§ What the task requires:
Every record below should be printed exactly as given.

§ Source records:
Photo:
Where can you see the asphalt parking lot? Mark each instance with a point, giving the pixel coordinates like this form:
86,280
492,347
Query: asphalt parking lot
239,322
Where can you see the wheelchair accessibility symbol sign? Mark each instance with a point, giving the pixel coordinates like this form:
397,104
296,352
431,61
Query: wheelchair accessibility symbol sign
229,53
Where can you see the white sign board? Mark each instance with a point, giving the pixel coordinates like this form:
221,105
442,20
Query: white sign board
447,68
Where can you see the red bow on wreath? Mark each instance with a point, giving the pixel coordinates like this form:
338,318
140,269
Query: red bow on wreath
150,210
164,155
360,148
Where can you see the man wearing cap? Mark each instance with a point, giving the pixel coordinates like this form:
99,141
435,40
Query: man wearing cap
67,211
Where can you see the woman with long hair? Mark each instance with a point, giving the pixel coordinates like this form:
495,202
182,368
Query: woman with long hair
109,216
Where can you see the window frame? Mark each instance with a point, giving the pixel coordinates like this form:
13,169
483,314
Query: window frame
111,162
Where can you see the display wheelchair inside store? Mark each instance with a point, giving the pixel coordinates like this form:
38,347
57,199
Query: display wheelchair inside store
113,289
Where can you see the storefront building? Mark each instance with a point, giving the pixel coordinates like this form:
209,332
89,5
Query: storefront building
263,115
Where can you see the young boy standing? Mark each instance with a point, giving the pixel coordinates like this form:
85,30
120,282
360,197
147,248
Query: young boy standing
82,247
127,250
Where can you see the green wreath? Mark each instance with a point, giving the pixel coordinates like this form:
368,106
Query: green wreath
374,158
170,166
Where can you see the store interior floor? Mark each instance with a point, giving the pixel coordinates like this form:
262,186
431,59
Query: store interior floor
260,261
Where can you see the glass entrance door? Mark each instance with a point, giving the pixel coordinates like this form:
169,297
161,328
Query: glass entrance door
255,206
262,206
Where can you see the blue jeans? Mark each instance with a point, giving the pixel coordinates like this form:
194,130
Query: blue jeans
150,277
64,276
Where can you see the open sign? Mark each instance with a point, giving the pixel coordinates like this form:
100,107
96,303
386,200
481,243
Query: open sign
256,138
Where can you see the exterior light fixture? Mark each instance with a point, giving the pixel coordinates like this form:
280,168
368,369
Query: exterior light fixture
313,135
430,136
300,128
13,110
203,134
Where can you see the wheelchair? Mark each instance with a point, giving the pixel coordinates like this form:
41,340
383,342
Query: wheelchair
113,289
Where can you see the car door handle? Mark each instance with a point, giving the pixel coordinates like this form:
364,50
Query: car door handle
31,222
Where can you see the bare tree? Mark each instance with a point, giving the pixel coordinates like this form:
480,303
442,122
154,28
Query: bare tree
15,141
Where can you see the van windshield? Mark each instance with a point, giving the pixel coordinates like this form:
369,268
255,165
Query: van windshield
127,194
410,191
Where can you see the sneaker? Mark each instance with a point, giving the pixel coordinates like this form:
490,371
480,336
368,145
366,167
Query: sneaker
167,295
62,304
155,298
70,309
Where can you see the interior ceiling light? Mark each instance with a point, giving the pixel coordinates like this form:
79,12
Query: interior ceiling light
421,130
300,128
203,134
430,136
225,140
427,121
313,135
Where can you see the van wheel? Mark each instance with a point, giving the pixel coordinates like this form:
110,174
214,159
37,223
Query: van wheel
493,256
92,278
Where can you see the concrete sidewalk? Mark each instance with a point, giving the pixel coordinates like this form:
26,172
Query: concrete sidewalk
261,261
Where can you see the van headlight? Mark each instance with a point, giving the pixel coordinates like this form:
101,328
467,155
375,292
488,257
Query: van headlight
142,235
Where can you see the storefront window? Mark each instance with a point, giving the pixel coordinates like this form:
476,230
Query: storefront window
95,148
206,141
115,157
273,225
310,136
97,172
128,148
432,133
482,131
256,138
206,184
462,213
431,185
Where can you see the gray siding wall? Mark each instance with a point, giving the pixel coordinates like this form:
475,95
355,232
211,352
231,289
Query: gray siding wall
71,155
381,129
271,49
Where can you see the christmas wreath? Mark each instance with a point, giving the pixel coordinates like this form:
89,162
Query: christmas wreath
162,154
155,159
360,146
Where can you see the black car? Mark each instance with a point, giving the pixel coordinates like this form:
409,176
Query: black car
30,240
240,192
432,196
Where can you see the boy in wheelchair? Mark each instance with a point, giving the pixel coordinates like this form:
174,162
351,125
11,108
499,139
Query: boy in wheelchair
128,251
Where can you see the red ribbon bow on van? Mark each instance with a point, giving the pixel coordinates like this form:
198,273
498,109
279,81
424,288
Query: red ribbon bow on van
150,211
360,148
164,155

§ Solution for this task:
Photo:
Where can you see the asphalt parking lot? Mark each instance with a point, giving the pixel coordinates like this form:
86,280
492,347
Query: asphalt parking lot
239,322
Where can you see the wheelchair accessibility symbol sign? Mark each instance with a point, giving the pixel coordinates like this form:
397,104
296,352
431,61
Query: wheelchair accessibility symbol sign
229,53
Where can you see the white sign board? Mark each instance with a point, giving the pixel coordinates like this form:
221,105
442,20
Query: white sign board
447,68
Where can you see the red bow on wreath? Mark each instance with a point, giving the pixel coordinates like this form:
338,318
140,269
Query: red bow on wreath
150,210
164,155
360,148
Where can you see the man wearing cap? Mark each instance with a point, giving the pixel coordinates like this form:
99,141
435,40
Query: man wearing cap
67,211
Where can you see the woman with long hair? Mark each instance with a point, giving the pixel coordinates like this form:
495,202
182,368
Query: woman with long hair
109,216
Where can you see the window frame? Mark each instance with a point, giving the pixel coordinates like this form:
13,169
483,314
Query: window frame
111,162
Where can you see the display wheelchair inside store? Mark each instance with a point, giving the pixel coordinates like this form:
38,347
57,199
Query: display wheelchair inside store
113,289
Where can you see the storefront building? Mark each instance with a point, giving the pixel coordinates like this form:
209,332
89,5
Query: storefront building
263,115
Where can you see the young boy standing? Mark each instance with a point, giving the pixel coordinates like this form:
85,30
120,282
360,197
147,248
Query: young boy standing
82,247
127,250
Where can you see the green wreath? Mark each instance with a point, giving the pixel coordinates like this form:
368,106
Query: green wreath
374,158
170,166
Where can you see the store interior floor? Mark each instance with a point, giving the pixel coordinates like this form:
262,186
431,59
Query: store interior floor
260,261
Where can you see the glass entrance door? Mark each instance with a point, giving the pixel coordinates like this form:
169,297
161,328
Query: glass entrance door
255,206
262,206
Where can you see the blue jeans? Mark each instance with a point, giving the pixel coordinates like this form:
194,130
Query: blue jeans
150,277
64,276
Where can you see the open sign? Mark each instance with a point, giving the pixel coordinates like this form:
100,107
96,303
386,200
481,243
Query: open sign
256,138
Where can you see the exterior light fixture? Mark each instance with a point, giving the pixel coordinates like this form:
280,168
368,369
Query: exterior light fixture
313,135
430,136
300,128
13,110
203,134
Where can you see the wheelchair? Mark each instance with a point, giving the pixel coordinates like this form:
41,340
383,342
Query: wheelchair
113,289
Where can you see the car door handle? Mark each instance with a point, giving the pixel coordinates like this form:
364,50
Query: car door handle
31,222
Where can you see the bare tree? Mark each instance with a point, giving the pixel coordinates like this form:
480,303
442,122
154,28
Query: bare tree
15,141
Where can you see the van windshield? Mark each instance with a point, giving the pixel coordinates like this form:
369,268
255,165
Query: van windshield
127,194
410,191
Where can you see the sneaker? Mark each instance with a point, giving the pixel coordinates like this form:
490,371
480,336
368,145
366,167
Query: sneaker
167,295
62,304
155,298
70,309
Where can you see the interior ceiling light? Mark each instance with a point, giving the pixel coordinates like this form:
79,12
Query: interior ceiling light
421,130
300,128
203,134
430,136
225,140
427,121
313,135
Where can you see the van wheel? Mark each instance with a point, giving the pixel coordinates like this form:
110,174
214,159
37,223
Query: van wheel
493,256
92,278
Where can you see the concrete sidewalk? Mark each instance with a point, giving the pixel coordinates like this form:
26,172
Query: concrete sidewalk
261,261
Where can you see the van headlight? Mark each instance with a point, giving the pixel coordinates like this form:
101,328
467,155
375,292
488,257
Query: van headlight
142,235
Where can you see the storefront window? Mark each instance with a point, giving the pixel coordinates like this form:
476,230
Query: storefront window
95,148
206,141
115,157
273,225
310,136
97,172
128,148
432,133
482,131
256,138
206,184
462,213
431,185
Where can you see the gray siding wall? Mark each instance with a point, giving the pixel coordinates like this form:
475,95
355,232
211,352
231,289
Query: gray siding wall
71,155
381,129
271,49
Where can you see the christmas wreath? Mark each instance with a point, giving the pixel coordinates like this form:
89,162
Query: christmas wreath
162,154
155,159
360,146
Where can you see the black car? Mark each instance with a point, giving the pixel coordinates like this form:
409,176
Query: black car
30,240
240,192
432,196
Where can you see the boy in wheelchair? Mark each instance with a point, giving the pixel coordinates like this form:
174,162
351,125
11,108
499,139
Query: boy in wheelchair
128,251
Where can you see the red ribbon bow on van? Mark each instance with a point, giving the pixel coordinates like this form:
198,273
498,109
279,81
424,288
Query: red ribbon bow on van
150,211
360,148
164,155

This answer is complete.